-- Exercise task --
Rewrite the lines below, putting "Mark" in place of "Indicate" and changing nothing else. Leave the pictures out of your answer.

* START Extracted records *

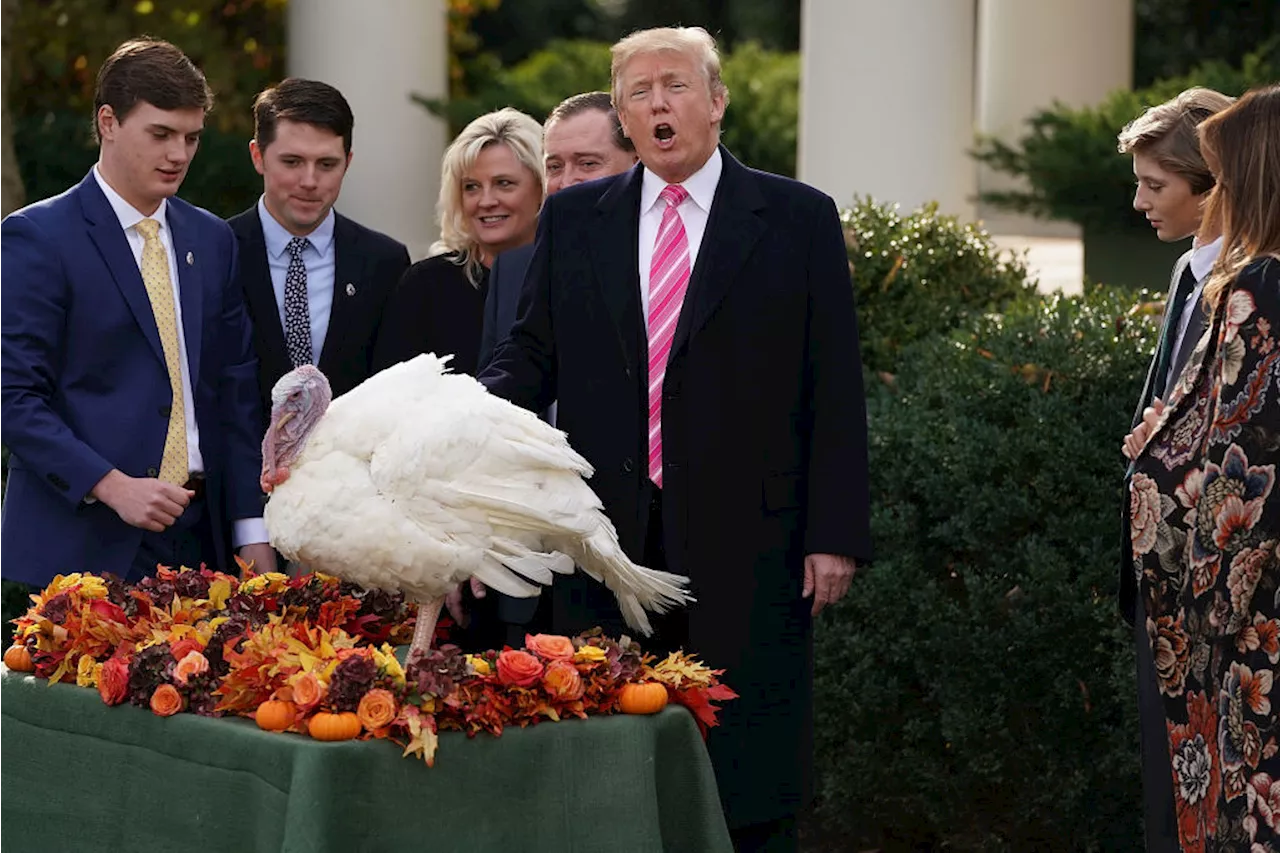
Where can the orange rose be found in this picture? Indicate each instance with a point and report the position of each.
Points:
(165, 701)
(113, 682)
(549, 647)
(307, 690)
(191, 664)
(519, 669)
(563, 682)
(376, 708)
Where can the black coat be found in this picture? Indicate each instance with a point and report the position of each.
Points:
(368, 265)
(764, 432)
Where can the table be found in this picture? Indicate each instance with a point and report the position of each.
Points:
(78, 775)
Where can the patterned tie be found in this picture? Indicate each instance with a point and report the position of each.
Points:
(297, 308)
(668, 279)
(155, 277)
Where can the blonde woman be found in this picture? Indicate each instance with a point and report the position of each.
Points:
(490, 191)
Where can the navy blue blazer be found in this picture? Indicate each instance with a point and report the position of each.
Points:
(83, 384)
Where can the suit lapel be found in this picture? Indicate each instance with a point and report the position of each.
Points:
(104, 229)
(256, 277)
(348, 268)
(732, 229)
(616, 258)
(188, 259)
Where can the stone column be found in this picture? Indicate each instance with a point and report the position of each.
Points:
(1033, 54)
(379, 54)
(886, 100)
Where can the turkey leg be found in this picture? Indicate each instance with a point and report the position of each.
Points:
(428, 614)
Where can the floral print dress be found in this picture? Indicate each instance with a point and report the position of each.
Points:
(1206, 538)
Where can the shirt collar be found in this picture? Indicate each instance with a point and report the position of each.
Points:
(700, 186)
(1203, 258)
(278, 237)
(128, 215)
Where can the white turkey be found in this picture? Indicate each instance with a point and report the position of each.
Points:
(420, 479)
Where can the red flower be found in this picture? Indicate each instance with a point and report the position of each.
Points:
(113, 684)
(519, 669)
(1197, 784)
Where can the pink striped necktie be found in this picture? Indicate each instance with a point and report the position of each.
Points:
(668, 279)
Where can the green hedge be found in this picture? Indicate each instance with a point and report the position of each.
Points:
(759, 127)
(1069, 159)
(976, 687)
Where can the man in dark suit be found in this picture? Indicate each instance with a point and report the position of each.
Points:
(1173, 183)
(695, 322)
(127, 377)
(583, 140)
(315, 282)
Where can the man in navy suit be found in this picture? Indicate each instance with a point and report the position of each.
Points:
(694, 320)
(128, 393)
(583, 140)
(315, 282)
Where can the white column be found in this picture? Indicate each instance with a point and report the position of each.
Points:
(379, 54)
(1034, 53)
(886, 100)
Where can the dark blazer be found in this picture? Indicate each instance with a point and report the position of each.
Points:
(506, 279)
(764, 432)
(1152, 387)
(83, 384)
(366, 267)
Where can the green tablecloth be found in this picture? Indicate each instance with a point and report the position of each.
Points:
(80, 776)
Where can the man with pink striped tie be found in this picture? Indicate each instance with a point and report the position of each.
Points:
(695, 320)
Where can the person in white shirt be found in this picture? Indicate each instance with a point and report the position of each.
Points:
(1173, 185)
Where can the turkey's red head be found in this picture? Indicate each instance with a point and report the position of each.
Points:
(298, 400)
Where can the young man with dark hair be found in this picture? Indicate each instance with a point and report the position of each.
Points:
(315, 282)
(127, 375)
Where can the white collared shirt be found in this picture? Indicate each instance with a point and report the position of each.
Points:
(1201, 265)
(694, 211)
(129, 218)
(245, 530)
(320, 261)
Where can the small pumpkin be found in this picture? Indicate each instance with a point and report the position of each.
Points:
(275, 715)
(645, 697)
(18, 658)
(334, 726)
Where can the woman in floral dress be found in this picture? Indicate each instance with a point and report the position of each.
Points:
(1206, 511)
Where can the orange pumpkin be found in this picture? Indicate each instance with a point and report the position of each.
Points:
(647, 697)
(18, 658)
(334, 726)
(275, 715)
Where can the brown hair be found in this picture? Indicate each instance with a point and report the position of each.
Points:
(152, 71)
(1239, 145)
(307, 101)
(1168, 133)
(585, 103)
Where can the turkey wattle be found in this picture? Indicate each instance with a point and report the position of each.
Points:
(419, 479)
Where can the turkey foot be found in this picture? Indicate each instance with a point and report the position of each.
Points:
(428, 614)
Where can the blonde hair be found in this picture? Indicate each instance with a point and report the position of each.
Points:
(694, 42)
(1168, 135)
(1240, 146)
(510, 127)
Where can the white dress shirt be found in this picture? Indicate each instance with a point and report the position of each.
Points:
(694, 213)
(246, 530)
(320, 260)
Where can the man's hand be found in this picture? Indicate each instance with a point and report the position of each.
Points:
(453, 601)
(1137, 439)
(261, 555)
(827, 578)
(270, 479)
(142, 501)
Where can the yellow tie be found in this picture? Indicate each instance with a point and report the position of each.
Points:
(155, 276)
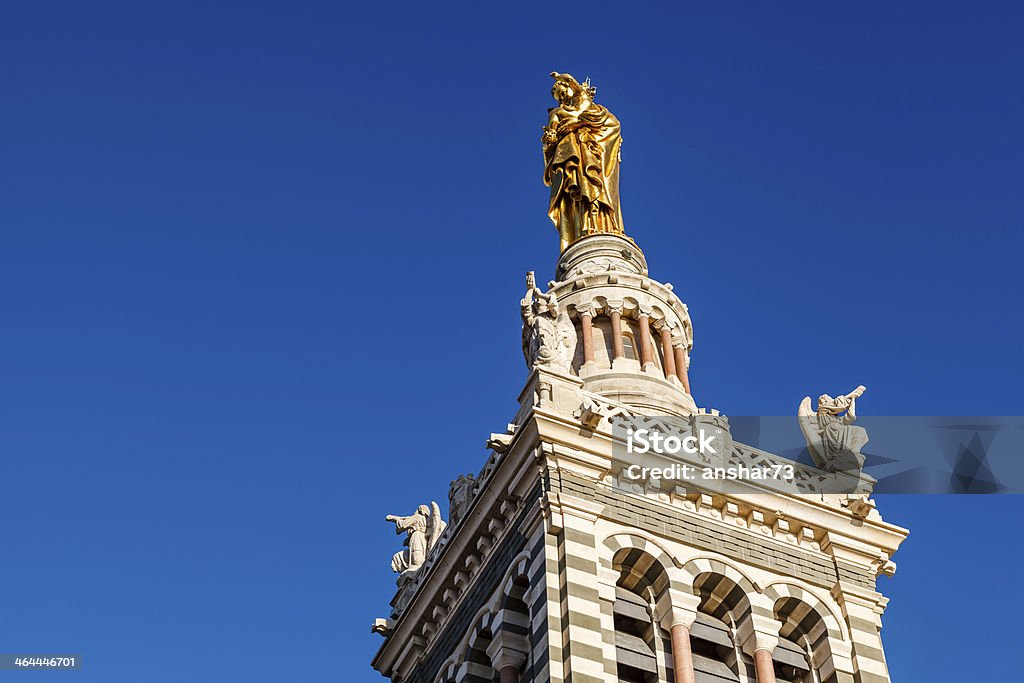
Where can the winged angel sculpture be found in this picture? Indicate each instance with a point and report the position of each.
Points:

* END Extracted records *

-- In response --
Where can the orange rose be found in this picture? Mark each instance with a point and report the position of each.
Points:
(165, 701)
(113, 682)
(549, 647)
(307, 690)
(191, 664)
(519, 669)
(563, 682)
(376, 708)
Where can the black coat be found in this picture? Mark each instance with a point and report the position of each.
Points:
(368, 265)
(764, 432)
Where can the table be found in this picture? Mark each instance with a point and report the position of each.
Points:
(78, 775)
Where can the patterned tie be found in this picture? Mark each instance with a point and report the position of each.
Points:
(297, 308)
(668, 279)
(155, 277)
Where can the blonde woman be found in this picture? Mark each instance with a point and report the position of each.
Points:
(490, 191)
Where can the navy blue blazer be found in this picture? Mark each instance with a point and report the position of each.
Points:
(83, 384)
Where can the suit lapel be found in this picture? Mark each instance with a point and report the position of each.
Points:
(104, 229)
(256, 277)
(348, 268)
(732, 229)
(616, 258)
(188, 259)
Where can the stone column be found in this picture? Mark each instance with a point and report the position of each.
Points:
(1033, 54)
(379, 54)
(886, 100)
Where can the turkey leg be found in this picture? Mark each instance with a point and report the position of each.
Points:
(428, 614)
Where can the floral print dress be found in this picture? Mark each instance with a point and report the position of each.
Points:
(1206, 538)
Where can the shirt collar be found in this picture? Mark each instance with a point and report the position of each.
Points:
(700, 186)
(1203, 258)
(278, 237)
(128, 215)
Where can the white turkey be found in this picture? Mark each instance with a point and report the position of each.
Points:
(420, 479)
Where can the red flower be found in this picture? Mark each instance with a point and report the position of each.
Points:
(113, 684)
(519, 669)
(1197, 784)
Where can the pink striped necktie be found in this picture? Mark each instance with a point and report the position of each.
Points:
(668, 279)
Where can the green hedge be found in this picture? Mark each instance with a point and report the position of each.
Points:
(759, 127)
(1069, 159)
(976, 687)
Where can the man in dark suit be found in this picture? Mark each instance with a point and report the position of each.
Points:
(1173, 183)
(695, 322)
(127, 377)
(583, 140)
(315, 282)
Where can the man in navy suit be found in this picture? Mark each instance with a point and report the position of each.
Points:
(694, 320)
(128, 393)
(583, 140)
(315, 282)
Where can the white column be found in this picture? Mark each instance with a point and report the position of each.
Points:
(379, 54)
(1034, 53)
(886, 100)
Where can the dark blazer be found in this picture? Mark each instance with a point and report the position of each.
Points:
(506, 279)
(764, 432)
(1152, 387)
(83, 384)
(366, 267)
Where can the green tablecloth be found in this picture? Mark each instance with a point and report the position of each.
Points:
(80, 776)
Where can the man with pink striped tie be found in this picture? Mark each instance with a point and report the position of each.
Points:
(695, 320)
Where can the person in white shirt be found in this picture? Mark each instance with a point and report the position of each.
Points:
(1173, 185)
Where can the turkey's red head be found in this picture? Mark each instance with a point and report the position of each.
Points:
(298, 400)
Where can the young man with dark hair be found in this picture? Mark each instance with a point and report the position of each.
Points:
(315, 282)
(127, 375)
Where can the white collared shirt be found in this picture? Mark each instance with a point and report the position of each.
Points:
(1201, 265)
(694, 211)
(129, 218)
(245, 530)
(320, 261)
Where can the small pumpkin be found in this picture? Mark each instance with a point and report the position of each.
Points:
(275, 715)
(645, 697)
(18, 658)
(334, 726)
Where can the woman in floral dress be found in this picture? Mark each instance with a point and report the position of each.
Points:
(1206, 511)
Where can the orange pumpkin be found in this picture? Mark each instance with a point and report the position of each.
Points:
(647, 697)
(18, 658)
(334, 726)
(275, 715)
Where can the brown hair be found in this picture? Mark each instance with a point and report the position of each.
Points:
(152, 71)
(1239, 145)
(307, 101)
(1168, 133)
(585, 103)
Where can the turkey wattle be found in this picture? Mark each instance with a point and report the position of each.
Points:
(419, 479)
Where can the turkey foot be found in this picture? Mark each instance with a point and report the position of each.
Points:
(428, 614)
Where can the blonde hair be found in this picture? Mark each instance with a point and report the position of each.
Points:
(694, 42)
(1168, 135)
(1240, 146)
(510, 127)
Where can the white dress shirt be found in this picture? Mark each instance with a point and report the position of each.
Points:
(694, 213)
(246, 530)
(320, 260)
Where can the man's hand be found in this picture? Mark each instance with a point and report the position of each.
Points:
(453, 601)
(1137, 439)
(261, 555)
(827, 578)
(270, 479)
(142, 501)
Where can the yellow tie be found in this picture? Mark each instance with a point and report the position of each.
Points:
(155, 276)
Where can the winged angel sculpture be found in this picture? Mark each instance with a point and report the position of each.
Points:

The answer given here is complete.